> [Excerpt]
She brought out a pan of freshly baked gingerbread and proceeded to cut four big slices, which she placed on saucers and then covered with whipped cream. I bought a cup of coffee and sat at the little table with my three new friends.
I ended up drawing cartoons of their store for them and a sketch of Karen. I stayed a half hour–they were about ready to close up shop–and drove away a contented man. It wasn’t just the gingerbread. It was the friendliness, the hospitality. Nice people.
I called Margaret at home and told her of my two experiences with hospitality. She laughed and said, “I’m going to quit worrying about you and 25-year-old girls, and start worrying about you and 75-year-old retired women!”
In the days of the first Christians, when no hotels existed and you would not want to spend the night in the available inns, the Lord’s people opened their homes to each other as they made their way throughout the Roman Empire. A wonderful little verse in Hebrews 13 reminds Christians to “be not forgetful to show hospitality, for in so doing, some have entertained angels unawares.”
One of the strongest blisterings found in the Bible occurs in the tiny epistle of III John. A church boss by the name of Diotrephes is refusing to allow fellow believers to open their homes to traveling Christians. John writes, “He not only refuses to welcome the brothers himself, but he even stops those who want to do so and expels them from the church.” John does not take this lightly. When I get there, he writes, I will deal with him personally.
Recently, I was preaching to a chautauqua of senior citizens at the Baptist conference center in Pass Christian, Mississippi, on the responsibilities of Christians in this world. I referred them to Jeremiah 29:7, where the prophet instructs God’s people who have been exiled to Babylon on how they are to behave as strangers in a foreign land. “Work for the welfare of the city where I have sent you,” God says, “and pray on its behalf. For as it prospers, you will prosper.”
I’m confident that is God’s word for believers in this land or any other country today. Then, a new thought occurred to me.

> [Exercise prompt] Extend the piece on Christian hospitality past its final sentence, carrying on in the same first-person voice.

> [Supplied data]
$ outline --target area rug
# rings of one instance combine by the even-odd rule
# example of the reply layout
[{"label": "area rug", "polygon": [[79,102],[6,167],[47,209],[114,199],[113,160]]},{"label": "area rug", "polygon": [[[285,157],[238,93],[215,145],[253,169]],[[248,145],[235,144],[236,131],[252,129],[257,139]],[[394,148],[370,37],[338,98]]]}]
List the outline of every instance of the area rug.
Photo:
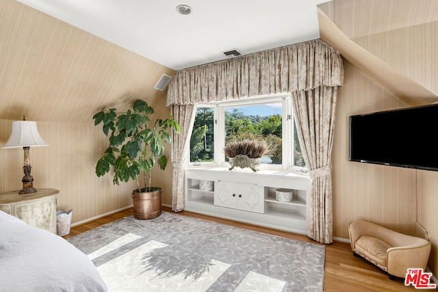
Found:
[{"label": "area rug", "polygon": [[321,291],[325,247],[163,212],[67,239],[110,291]]}]

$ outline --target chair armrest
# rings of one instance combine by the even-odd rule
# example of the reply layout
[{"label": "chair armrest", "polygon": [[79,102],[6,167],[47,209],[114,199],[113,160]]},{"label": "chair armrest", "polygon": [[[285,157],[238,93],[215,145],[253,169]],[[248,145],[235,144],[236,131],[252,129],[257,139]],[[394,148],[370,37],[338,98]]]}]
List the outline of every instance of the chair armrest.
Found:
[{"label": "chair armrest", "polygon": [[388,273],[404,278],[408,269],[426,269],[430,248],[430,242],[422,240],[417,244],[389,248],[387,251]]}]

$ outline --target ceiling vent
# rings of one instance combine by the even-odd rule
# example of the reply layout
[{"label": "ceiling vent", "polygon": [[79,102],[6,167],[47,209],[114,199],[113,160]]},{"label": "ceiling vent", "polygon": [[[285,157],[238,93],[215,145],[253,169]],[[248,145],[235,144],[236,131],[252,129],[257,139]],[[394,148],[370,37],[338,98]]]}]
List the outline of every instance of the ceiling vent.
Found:
[{"label": "ceiling vent", "polygon": [[238,49],[233,49],[232,50],[227,51],[222,53],[224,55],[227,56],[227,57],[229,57],[229,58],[233,58],[235,57],[238,57],[242,55],[242,52],[239,51]]},{"label": "ceiling vent", "polygon": [[170,78],[172,77],[169,75],[163,74],[159,80],[158,80],[158,82],[157,82],[157,84],[155,84],[155,87],[154,88],[158,90],[163,90],[169,83]]}]

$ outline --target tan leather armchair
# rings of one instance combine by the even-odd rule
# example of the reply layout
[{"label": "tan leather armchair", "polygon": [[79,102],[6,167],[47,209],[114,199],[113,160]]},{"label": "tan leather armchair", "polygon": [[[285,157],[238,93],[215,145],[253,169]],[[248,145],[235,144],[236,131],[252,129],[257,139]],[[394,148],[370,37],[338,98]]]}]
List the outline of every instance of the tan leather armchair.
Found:
[{"label": "tan leather armchair", "polygon": [[430,242],[406,235],[366,221],[353,221],[348,227],[351,249],[394,276],[404,278],[407,269],[426,269]]}]

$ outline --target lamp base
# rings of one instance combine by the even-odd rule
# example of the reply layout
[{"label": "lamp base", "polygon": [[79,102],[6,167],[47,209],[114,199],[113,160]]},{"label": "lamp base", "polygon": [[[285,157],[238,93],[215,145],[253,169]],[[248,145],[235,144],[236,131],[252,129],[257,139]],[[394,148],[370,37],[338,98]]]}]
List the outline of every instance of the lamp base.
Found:
[{"label": "lamp base", "polygon": [[23,189],[18,191],[18,194],[31,194],[36,191],[36,189],[34,187],[34,178],[30,175],[30,171],[32,167],[29,163],[29,147],[23,147],[25,150],[25,165],[23,170],[25,176],[21,181],[23,182]]},{"label": "lamp base", "polygon": [[37,189],[34,187],[25,187],[23,189],[20,189],[20,191],[18,191],[18,194],[32,194],[32,193],[36,193],[37,191]]}]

> [Answer for this exercise]
Sometimes God’s people are not the strangers or foreigners. Sometimes we are the hosts, the residents, the natives, so to speak, and others are the strangers among us. And I remembered Leviticus 19.
Throughout this chapter we find scattered references to the duties of God’s people toward foreigners and refugees who have come to their country. Farmers reaping their harvest should leave a little something around the edges of the field, and should not go back over the field twice, out of consideration of the poor and the foreigners.
Israel was not to have two standards, one for their own kind and another for the foreigner. In fact, God said, “You shall love your neighbor as yourself.” Leviticus 19:18 is the origin of this verse which Jesus cited as the second greatest of all the commandments and which James calls a “royal law”.
Finally, this injunction: “When a foreigner lives with you in your land, you must not oppress him. You must regard the foreigner who lives with you as the native-born among you. You are to love him as yourself, for you were foreigners in the land of Egypt; I am the Lord your God.”
I spoke last Sunday at the Viet Namese Baptist Church in New Orleans. Many of the 150 or so in attendance speak no English, although their teenagers and younger children are as American as the kids in my home church in Alabama. In metro New Orleans, we have Baptist churches for a dozen or more different language groups. And the Spanish–we must have fifteen or twenty Spanish Baptist churches.
Occasionally I will hear some unthinking person rave about the foreigners entering our land, how they are changing the character of this country, and how we need stricter immigration laws. I mentally give thanks for Cornelius “Neal” McKeever who brought his family over from Ireland in 1803, settling down in Pennsylvania, and changing forever the future of his descendants. And I’m thankful for the hospitality they found here.